[Extracted records]
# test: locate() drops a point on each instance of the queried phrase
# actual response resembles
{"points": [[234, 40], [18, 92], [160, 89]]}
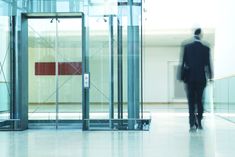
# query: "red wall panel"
{"points": [[65, 68]]}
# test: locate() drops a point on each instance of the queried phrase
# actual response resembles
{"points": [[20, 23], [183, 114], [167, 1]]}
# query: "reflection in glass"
{"points": [[4, 68]]}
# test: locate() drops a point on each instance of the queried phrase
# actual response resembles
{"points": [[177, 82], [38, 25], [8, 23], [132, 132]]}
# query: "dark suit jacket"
{"points": [[196, 65]]}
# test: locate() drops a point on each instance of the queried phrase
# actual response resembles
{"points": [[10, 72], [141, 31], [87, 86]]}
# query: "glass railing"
{"points": [[222, 98]]}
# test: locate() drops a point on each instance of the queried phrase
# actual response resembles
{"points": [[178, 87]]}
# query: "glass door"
{"points": [[102, 63], [41, 69], [55, 70], [69, 55]]}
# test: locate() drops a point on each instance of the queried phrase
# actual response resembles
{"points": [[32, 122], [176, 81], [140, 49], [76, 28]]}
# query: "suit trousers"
{"points": [[194, 95]]}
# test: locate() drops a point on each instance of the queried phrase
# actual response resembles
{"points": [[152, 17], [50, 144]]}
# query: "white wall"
{"points": [[156, 61], [225, 39]]}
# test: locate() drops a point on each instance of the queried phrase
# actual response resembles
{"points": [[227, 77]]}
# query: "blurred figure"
{"points": [[195, 70]]}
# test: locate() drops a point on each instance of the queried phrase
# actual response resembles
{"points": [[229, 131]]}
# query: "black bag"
{"points": [[185, 73]]}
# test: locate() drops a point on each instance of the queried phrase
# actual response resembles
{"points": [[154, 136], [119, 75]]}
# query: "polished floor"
{"points": [[169, 136]]}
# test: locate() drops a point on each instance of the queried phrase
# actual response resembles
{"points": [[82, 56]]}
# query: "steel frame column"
{"points": [[111, 72], [120, 72], [85, 69]]}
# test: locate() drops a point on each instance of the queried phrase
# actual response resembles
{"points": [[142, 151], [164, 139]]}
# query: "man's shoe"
{"points": [[193, 129], [200, 127]]}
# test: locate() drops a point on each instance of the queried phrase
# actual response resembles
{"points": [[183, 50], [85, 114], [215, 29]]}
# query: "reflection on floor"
{"points": [[68, 111], [169, 136]]}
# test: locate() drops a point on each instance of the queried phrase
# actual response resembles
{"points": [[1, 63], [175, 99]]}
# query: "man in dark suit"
{"points": [[195, 71]]}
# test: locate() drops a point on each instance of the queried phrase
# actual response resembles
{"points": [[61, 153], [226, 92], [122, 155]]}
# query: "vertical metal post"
{"points": [[85, 69], [21, 83], [130, 68], [12, 67], [111, 79], [136, 79], [141, 60], [120, 71], [57, 74]]}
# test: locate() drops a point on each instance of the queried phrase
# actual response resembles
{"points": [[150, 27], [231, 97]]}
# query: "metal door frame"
{"points": [[21, 84]]}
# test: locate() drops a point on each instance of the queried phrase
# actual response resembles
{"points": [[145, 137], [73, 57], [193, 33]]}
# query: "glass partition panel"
{"points": [[232, 99], [41, 69], [70, 68], [5, 86], [99, 67], [102, 69], [221, 96]]}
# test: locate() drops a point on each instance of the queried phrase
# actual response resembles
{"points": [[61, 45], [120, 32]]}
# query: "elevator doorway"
{"points": [[55, 70]]}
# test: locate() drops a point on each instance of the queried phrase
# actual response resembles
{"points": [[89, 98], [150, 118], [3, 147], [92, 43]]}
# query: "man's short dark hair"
{"points": [[197, 31]]}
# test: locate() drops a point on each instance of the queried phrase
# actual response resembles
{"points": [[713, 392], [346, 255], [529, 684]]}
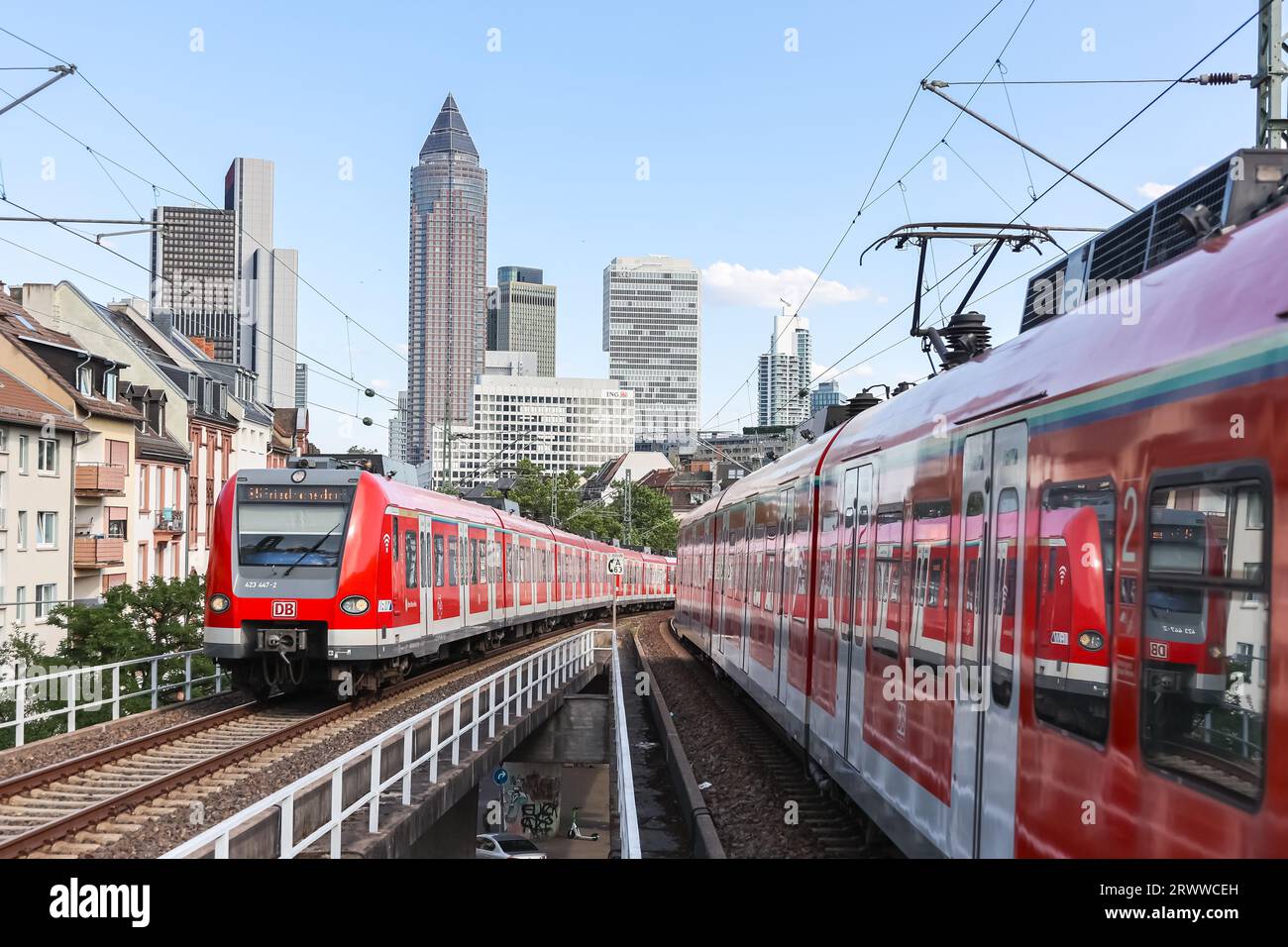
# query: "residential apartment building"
{"points": [[155, 539], [38, 463], [86, 385]]}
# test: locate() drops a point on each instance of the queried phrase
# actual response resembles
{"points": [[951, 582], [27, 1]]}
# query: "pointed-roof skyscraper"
{"points": [[447, 286]]}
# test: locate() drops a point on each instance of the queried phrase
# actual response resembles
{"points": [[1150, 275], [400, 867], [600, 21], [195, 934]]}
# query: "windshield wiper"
{"points": [[312, 549]]}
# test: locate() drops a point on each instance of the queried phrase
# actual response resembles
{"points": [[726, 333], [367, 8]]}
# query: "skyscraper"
{"points": [[447, 282], [653, 338], [301, 385], [398, 429], [526, 316], [217, 269], [785, 371], [827, 394]]}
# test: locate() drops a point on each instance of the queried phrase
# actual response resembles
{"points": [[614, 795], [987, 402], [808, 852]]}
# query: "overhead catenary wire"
{"points": [[1074, 167], [209, 201], [864, 204]]}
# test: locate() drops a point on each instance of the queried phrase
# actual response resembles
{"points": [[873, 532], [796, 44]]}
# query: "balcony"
{"points": [[99, 479], [95, 553], [168, 521]]}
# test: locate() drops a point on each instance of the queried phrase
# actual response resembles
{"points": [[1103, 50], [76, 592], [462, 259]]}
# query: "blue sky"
{"points": [[758, 157]]}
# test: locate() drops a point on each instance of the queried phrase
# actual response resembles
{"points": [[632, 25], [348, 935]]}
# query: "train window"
{"points": [[412, 567], [1005, 586], [1206, 688], [973, 590], [1074, 607]]}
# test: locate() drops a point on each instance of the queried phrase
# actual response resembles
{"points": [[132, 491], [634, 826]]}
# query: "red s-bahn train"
{"points": [[1034, 605], [342, 579]]}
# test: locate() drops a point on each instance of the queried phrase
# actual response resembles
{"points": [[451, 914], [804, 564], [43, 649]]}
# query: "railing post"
{"points": [[433, 748], [456, 731], [286, 836], [475, 720], [505, 706], [20, 712], [490, 709], [71, 701], [407, 754], [336, 808], [374, 813]]}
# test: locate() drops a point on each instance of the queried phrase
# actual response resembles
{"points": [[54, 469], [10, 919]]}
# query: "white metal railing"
{"points": [[522, 684], [68, 684], [626, 814]]}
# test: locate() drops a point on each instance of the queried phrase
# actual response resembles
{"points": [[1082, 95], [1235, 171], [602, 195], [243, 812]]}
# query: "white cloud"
{"points": [[1153, 189], [851, 372], [732, 283]]}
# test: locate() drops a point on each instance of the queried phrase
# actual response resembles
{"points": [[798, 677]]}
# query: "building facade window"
{"points": [[47, 528], [47, 455], [46, 598]]}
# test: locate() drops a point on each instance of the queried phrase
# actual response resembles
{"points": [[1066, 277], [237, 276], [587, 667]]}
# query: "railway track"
{"points": [[835, 827], [69, 804]]}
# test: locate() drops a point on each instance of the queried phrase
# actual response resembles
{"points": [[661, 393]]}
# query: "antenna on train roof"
{"points": [[966, 333]]}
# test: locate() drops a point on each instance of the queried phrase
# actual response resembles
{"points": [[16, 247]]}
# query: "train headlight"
{"points": [[1091, 641], [355, 604]]}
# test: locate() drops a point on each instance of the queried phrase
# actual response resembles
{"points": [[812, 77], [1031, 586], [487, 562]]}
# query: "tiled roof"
{"points": [[17, 325], [24, 405]]}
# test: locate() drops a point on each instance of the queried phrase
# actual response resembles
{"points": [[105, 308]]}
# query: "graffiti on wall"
{"points": [[532, 804]]}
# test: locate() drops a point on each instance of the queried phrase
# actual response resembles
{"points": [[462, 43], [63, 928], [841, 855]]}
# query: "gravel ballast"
{"points": [[65, 746]]}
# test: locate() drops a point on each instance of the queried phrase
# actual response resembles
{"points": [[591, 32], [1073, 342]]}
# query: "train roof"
{"points": [[406, 495], [1231, 289]]}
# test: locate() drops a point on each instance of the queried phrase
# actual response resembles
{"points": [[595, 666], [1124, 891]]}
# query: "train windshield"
{"points": [[292, 534]]}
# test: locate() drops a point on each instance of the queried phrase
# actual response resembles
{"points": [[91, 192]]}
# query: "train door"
{"points": [[426, 574], [480, 605], [507, 595], [991, 603], [857, 538], [919, 582], [784, 586]]}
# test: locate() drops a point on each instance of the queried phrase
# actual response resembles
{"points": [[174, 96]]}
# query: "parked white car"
{"points": [[505, 845]]}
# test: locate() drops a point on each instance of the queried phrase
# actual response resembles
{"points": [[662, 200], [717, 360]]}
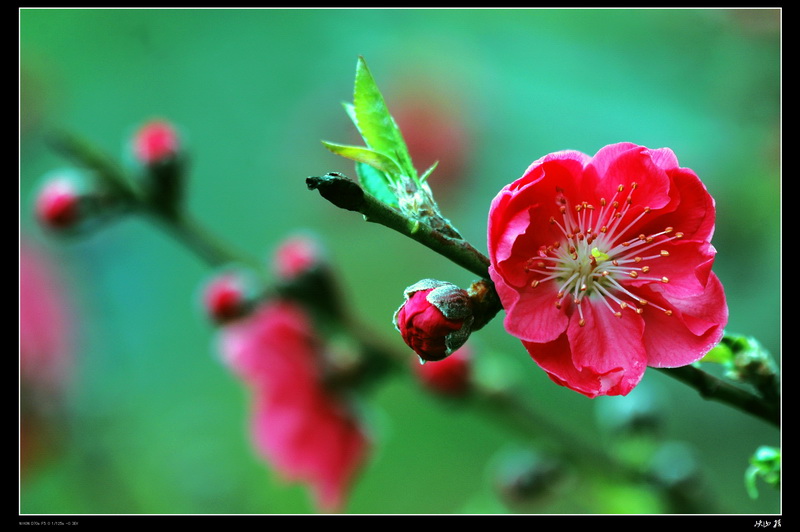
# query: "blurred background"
{"points": [[150, 421]]}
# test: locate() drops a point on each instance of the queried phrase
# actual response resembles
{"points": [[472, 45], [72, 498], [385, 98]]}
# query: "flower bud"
{"points": [[228, 296], [158, 152], [296, 256], [58, 204], [71, 200], [435, 319], [450, 376], [155, 142]]}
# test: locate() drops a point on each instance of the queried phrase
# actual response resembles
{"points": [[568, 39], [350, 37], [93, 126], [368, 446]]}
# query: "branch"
{"points": [[347, 194], [716, 389]]}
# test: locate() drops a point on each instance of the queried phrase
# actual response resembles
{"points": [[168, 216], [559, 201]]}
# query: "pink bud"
{"points": [[295, 256], [58, 204], [435, 319], [155, 142], [450, 376], [228, 296]]}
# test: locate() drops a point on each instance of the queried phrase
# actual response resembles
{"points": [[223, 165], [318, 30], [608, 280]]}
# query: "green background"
{"points": [[154, 423]]}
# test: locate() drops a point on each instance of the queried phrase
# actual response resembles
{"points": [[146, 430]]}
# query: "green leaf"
{"points": [[376, 125], [428, 172], [373, 158], [376, 183]]}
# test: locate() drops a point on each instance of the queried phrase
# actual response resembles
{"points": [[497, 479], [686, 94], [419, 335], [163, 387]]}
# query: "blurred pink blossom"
{"points": [[45, 355], [305, 430]]}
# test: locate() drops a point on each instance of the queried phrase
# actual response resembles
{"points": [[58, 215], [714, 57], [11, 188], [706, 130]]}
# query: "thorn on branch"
{"points": [[339, 190]]}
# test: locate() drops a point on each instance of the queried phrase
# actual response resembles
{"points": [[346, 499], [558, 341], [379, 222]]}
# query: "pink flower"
{"points": [[45, 352], [603, 266], [156, 141], [306, 431], [435, 318]]}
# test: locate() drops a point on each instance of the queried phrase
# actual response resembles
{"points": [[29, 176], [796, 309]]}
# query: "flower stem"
{"points": [[711, 387], [188, 231], [347, 194]]}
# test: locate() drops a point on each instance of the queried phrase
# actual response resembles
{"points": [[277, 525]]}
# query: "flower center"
{"points": [[592, 259]]}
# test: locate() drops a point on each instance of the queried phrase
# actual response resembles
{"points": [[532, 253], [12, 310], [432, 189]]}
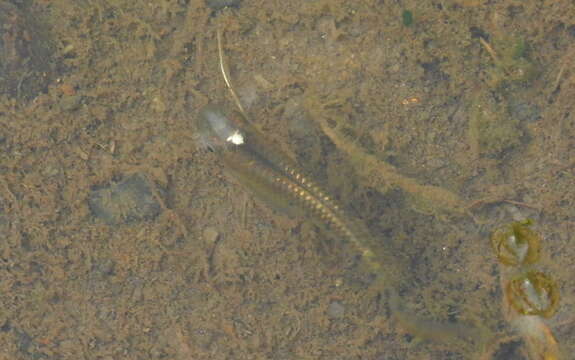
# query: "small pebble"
{"points": [[128, 201]]}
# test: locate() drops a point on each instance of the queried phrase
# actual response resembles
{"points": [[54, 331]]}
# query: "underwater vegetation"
{"points": [[530, 295]]}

### Exercise goal
Pick out every row above that contains the word "window", matching its case exactly, and copy each of those rows.

### Solution to the problem
# query: "train window"
# query: "building facade window"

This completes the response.